Supplied text
Anyone tried this yet? LLM with knowledge date in the 1930s

[-]

SpaceTraveler2084@reddit

i want to run this either on RTX 5070Ti or M4 16GB, any tips?
using ollama

[-]

It seems a bit undercooked at the moment, I couldn't get it to quantize to a gguf. I was hoping someone would figure it out in the comments. Hopefully when they are ready they get it in a gguf-able state so the rest of us can try it.

[-]

n1776@reddit

I'm working on it, stay tuned!

[-]

qwen_next_gguf_when@reddit

GGUF ready ? If so I will give it a spin.

[-]

mkmarek@reddit

I gave it a try and implemented the model in llama, so If you want you can try it, but you'll have to compile it from my fork and then convert the model to gguf and run it with this compiled version.

https://github.com/mkmarek/llama.cpp/tree/talkie-model

I've never wrote anything for llama.cpp, so it probably has bugs, but so far I'm getting pretty similar experience as on their website with Q8 and even lower quants. Sometimes it behaves very weird, but not sure if it's the model or my implementation. Tested it with CUDA (a lot) and Vulkan (a little), not sure if the rest is working OK.

There is a convert_talkie_to_gguf.py file that you can use to convert the files from their HF, It will produce f16, which you can quantize further if you want. Instructions on the top of the file.

Descriptions of regions in natural language:
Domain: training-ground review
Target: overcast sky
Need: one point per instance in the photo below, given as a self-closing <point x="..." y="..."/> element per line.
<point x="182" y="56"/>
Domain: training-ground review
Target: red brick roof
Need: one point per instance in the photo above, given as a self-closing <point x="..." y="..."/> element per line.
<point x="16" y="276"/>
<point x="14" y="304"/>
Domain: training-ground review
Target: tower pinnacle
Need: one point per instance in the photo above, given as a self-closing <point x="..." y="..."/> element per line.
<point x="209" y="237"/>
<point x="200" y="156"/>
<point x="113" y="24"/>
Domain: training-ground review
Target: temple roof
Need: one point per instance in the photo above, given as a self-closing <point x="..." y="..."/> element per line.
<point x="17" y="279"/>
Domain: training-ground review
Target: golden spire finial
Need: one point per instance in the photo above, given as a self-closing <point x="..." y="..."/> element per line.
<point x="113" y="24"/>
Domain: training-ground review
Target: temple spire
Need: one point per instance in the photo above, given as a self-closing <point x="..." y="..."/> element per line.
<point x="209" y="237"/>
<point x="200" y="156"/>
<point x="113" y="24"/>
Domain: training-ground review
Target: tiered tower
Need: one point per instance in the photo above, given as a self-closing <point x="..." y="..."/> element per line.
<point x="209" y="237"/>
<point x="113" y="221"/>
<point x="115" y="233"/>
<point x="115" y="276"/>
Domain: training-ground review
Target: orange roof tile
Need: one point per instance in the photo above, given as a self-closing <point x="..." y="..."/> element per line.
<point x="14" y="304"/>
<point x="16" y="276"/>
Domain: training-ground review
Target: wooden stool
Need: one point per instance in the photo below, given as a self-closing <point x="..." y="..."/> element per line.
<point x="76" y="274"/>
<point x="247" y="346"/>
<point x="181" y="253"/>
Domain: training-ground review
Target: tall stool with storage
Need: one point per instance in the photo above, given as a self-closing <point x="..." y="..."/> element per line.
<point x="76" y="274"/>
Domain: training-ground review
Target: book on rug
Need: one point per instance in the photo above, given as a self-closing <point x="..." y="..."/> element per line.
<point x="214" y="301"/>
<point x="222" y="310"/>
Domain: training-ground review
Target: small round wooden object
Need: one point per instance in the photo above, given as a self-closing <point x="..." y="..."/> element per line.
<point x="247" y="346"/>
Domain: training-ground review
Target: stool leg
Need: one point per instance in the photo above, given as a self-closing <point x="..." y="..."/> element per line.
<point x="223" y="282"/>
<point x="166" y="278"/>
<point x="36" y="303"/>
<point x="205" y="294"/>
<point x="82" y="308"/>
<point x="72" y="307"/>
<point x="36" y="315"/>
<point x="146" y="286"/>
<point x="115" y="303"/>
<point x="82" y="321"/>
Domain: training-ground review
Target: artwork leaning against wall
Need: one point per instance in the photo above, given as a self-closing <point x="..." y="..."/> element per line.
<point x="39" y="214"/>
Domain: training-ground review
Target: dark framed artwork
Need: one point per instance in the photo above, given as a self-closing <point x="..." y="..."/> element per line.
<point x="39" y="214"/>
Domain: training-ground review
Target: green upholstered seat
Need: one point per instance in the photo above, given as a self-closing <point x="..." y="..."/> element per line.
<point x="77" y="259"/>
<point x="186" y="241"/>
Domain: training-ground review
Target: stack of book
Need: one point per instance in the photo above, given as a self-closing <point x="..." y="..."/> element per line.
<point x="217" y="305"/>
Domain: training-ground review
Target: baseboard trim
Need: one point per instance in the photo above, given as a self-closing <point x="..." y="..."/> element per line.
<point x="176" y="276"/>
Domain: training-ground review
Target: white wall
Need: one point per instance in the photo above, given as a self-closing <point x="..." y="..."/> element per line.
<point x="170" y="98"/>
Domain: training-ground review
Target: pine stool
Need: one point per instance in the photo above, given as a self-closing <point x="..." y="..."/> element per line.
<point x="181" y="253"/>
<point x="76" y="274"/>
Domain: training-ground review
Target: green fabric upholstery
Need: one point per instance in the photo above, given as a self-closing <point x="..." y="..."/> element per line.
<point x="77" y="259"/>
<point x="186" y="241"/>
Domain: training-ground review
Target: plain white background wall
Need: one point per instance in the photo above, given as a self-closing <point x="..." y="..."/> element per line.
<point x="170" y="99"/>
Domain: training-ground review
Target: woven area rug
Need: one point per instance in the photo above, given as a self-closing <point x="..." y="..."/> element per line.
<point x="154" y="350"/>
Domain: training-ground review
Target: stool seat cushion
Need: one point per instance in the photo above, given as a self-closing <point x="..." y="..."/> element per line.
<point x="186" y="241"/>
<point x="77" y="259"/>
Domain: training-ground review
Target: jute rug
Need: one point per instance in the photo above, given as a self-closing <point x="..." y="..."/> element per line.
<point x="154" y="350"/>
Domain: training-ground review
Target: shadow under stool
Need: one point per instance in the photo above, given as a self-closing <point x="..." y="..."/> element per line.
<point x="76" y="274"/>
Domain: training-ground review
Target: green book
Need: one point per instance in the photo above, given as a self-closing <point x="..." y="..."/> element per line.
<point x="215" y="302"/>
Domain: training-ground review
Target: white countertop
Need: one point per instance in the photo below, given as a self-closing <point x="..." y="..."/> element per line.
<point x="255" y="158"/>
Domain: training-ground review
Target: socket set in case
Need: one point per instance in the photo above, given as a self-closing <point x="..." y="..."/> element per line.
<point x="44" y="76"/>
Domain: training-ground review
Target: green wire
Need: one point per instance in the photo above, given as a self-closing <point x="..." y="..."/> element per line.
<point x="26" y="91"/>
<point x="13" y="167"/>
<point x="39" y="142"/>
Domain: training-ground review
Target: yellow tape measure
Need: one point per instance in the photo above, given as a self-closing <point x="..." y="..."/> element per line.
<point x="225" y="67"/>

What you have to do
Copy everything in the thread above about the LLM with a 1930s knowledge date, from "using ollama" down to "it, stay tuned!".

Expected answer
using ollama

[-]

It seems a bit undercooked at the moment, I couldn't get it to quantize to a gguf. I was hoping someone would figure it out in the comments. Hopefully when they are ready they get it in a gguf-able state so the rest of us can try it.

[-]

n1776@reddit

I'm working on it, stay tuned!